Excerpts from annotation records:
******************************

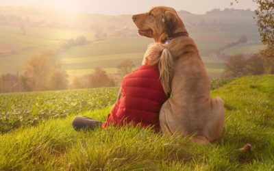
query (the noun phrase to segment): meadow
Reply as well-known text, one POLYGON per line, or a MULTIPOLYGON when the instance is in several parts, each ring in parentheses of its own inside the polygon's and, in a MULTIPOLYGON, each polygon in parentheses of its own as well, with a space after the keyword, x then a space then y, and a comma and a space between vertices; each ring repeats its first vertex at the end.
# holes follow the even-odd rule
MULTIPOLYGON (((58 60, 70 75, 71 81, 77 76, 91 73, 98 66, 110 74, 116 74, 116 66, 125 59, 130 59, 135 66, 139 66, 147 44, 152 42, 137 34, 109 36, 99 40, 94 31, 84 29, 27 27, 25 30, 25 35, 23 35, 19 27, 0 26, 0 74, 22 73, 27 59, 45 49, 57 52, 58 60), (62 41, 79 36, 84 36, 89 43, 61 49, 62 41)), ((236 40, 242 35, 247 35, 249 42, 235 47, 236 49, 228 49, 229 55, 234 52, 249 53, 251 49, 252 53, 256 53, 262 47, 260 43, 253 43, 258 40, 258 33, 254 31, 205 30, 201 33, 201 30, 190 30, 189 32, 197 44, 210 76, 213 78, 219 77, 223 70, 223 62, 211 57, 220 47, 236 40)))
POLYGON ((52 108, 61 117, 0 134, 0 170, 273 170, 274 75, 219 79, 212 88, 226 118, 221 138, 206 146, 139 127, 73 129, 77 115, 105 120, 116 88, 1 94, 1 114, 34 106, 29 114, 52 108), (64 109, 71 111, 62 116, 64 109), (246 143, 253 149, 242 153, 246 143))

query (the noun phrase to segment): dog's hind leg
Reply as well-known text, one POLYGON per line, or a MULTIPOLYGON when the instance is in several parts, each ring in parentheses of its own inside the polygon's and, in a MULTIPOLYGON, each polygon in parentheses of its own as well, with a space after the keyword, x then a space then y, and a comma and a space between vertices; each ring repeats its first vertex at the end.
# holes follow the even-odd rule
MULTIPOLYGON (((169 101, 169 100, 168 100, 169 101)), ((163 133, 169 133, 171 135, 173 133, 169 129, 169 124, 167 123, 167 115, 169 115, 169 111, 170 111, 171 106, 167 104, 168 101, 166 101, 162 106, 161 110, 160 111, 159 120, 160 127, 161 127, 161 131, 163 133)))
POLYGON ((208 140, 218 139, 223 133, 225 124, 225 107, 222 99, 214 97, 211 99, 210 122, 207 125, 208 140))

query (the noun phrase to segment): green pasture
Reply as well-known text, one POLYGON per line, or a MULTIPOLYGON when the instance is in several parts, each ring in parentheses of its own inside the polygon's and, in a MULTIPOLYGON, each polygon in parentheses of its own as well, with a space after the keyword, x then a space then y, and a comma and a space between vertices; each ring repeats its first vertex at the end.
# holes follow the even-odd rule
POLYGON ((71 125, 75 116, 104 121, 111 107, 85 108, 66 118, 0 135, 0 170, 273 170, 274 76, 229 81, 211 92, 224 101, 225 123, 221 137, 210 144, 200 146, 191 143, 191 137, 139 127, 77 132, 71 125), (252 145, 251 151, 240 152, 247 143, 252 145))
MULTIPOLYGON (((22 72, 27 59, 49 49, 57 51, 57 57, 64 69, 71 76, 70 79, 82 74, 88 74, 95 67, 103 68, 110 74, 125 59, 131 59, 138 66, 143 53, 152 40, 140 37, 106 37, 95 41, 94 32, 88 29, 55 29, 26 27, 26 34, 22 34, 19 27, 0 26, 0 74, 22 72), (60 41, 84 36, 90 43, 83 46, 71 47, 59 51, 60 41), (1 45, 10 46, 12 51, 1 53, 1 45)), ((223 64, 210 56, 220 47, 236 41, 246 36, 249 41, 258 41, 258 33, 252 31, 214 31, 190 30, 190 36, 197 43, 203 60, 210 74, 221 73, 223 64)), ((227 50, 228 54, 257 52, 262 46, 260 43, 242 44, 227 50)))

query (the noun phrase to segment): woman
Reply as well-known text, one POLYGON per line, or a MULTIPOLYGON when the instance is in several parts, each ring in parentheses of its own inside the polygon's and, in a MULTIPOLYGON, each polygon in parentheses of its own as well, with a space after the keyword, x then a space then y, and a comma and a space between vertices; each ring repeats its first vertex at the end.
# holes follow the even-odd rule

******************************

Stated exercise: Output as a JSON list of strings the lines of the listing starting at the one containing "query (the noun phrase to segment): green" and ending at the one containing "POLYGON ((71 125, 75", one string per line, with blank lines omitted.

Expected output:
[
  "query (the noun phrase to segment): green pasture",
  "Reply as well-known text, one POLYGON per line, or a MULTIPOLYGON when the instance is in several parts, each ring in parentheses of its own inside the polygon's and, in a MULTIPOLYGON, each polygon in parentheses of its own as well, with a space after the keyword, x then a space then y, and a comma and a space between vertices; each ring repeats its first vertex at the end.",
  "# holes follow the even-odd rule",
  "POLYGON ((71 125, 75 116, 104 121, 111 107, 85 108, 66 118, 0 135, 0 170, 273 170, 274 76, 229 81, 211 92, 224 101, 225 123, 221 137, 210 144, 200 146, 191 143, 191 137, 139 127, 77 132, 71 125), (252 145, 251 151, 240 152, 247 143, 252 145))"
]